§ **ZADANIE PISEMNE A**
Pod jaką nazwą antena PAC 12 występuje w polskiej dystrybucji według tekstu o krótkofalarstwie?

§ **POKAZANY TEKST**
Wpis z mikrobloga

#krotkofalarstwo

Takie pytanie do mądrzejszych. Planuje sobie kupić truSdxa i jak będzie duży problem to do niego wzmacniacz i ATU 100. Problem tkwi jednak w antenie. Mieszkam w bloku, nie mam balkonu, nie mam możliwości wejścia na dach. Jedyne czym dysponuje to uchwyt na antenę satelitarną za oknem (mam na nim antenę na UKF i daje rade). Od razu odpowiadając na pytania, nie mam za oknem drzewa żeby wyrzucić dipola. Zdaje sobie sprawę, że jestem w ciemnej dupie i zacząłem poszukiwać jakiegokolwiek rozwiązania, które wiem że będzie kompromisowe ale będzie. Rzuciła mi się w oczy u chińskich przyjaciół antena PAC 12 a w polskiej dystrybucji KOMUNICA HF EXPLORER 1. Nie oczekuję cudów, zdaję sobie sprawę, że szału nie będzie ale czy takie anteny mają prawo jakkolwiek działać?

§ **DOSTARCZONE WPISY**
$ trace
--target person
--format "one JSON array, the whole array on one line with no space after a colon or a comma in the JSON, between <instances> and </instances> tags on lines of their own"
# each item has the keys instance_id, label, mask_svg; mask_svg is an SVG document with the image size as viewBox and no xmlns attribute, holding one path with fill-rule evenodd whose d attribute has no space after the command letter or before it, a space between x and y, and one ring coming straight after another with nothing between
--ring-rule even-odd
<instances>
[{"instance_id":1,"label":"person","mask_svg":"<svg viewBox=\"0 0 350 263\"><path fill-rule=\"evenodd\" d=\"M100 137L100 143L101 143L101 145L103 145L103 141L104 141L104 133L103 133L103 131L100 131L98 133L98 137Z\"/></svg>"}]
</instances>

§ **ZADANIE PISEMNE B**
Zaktualizuj wiersze wpisów od ich pierwszego wiersza do wiersza z „JSON array, the” włącznie, zamieniając „person” na „bicycle”. Resztę zostaw bez zmian i podaj tylko te wiersze.

§ **PEŁNA ODPOWIEDŹ A**
KOMUNICA HF EXPLORER 1.

§ **PEŁNA ODPOWIEDŹ B**
$ trace
--target bicycle
--format "one JSON array, the whole array on one line with no space after a colon or a comma in the JSON, between <instances> and </instances> tags on lines of their own"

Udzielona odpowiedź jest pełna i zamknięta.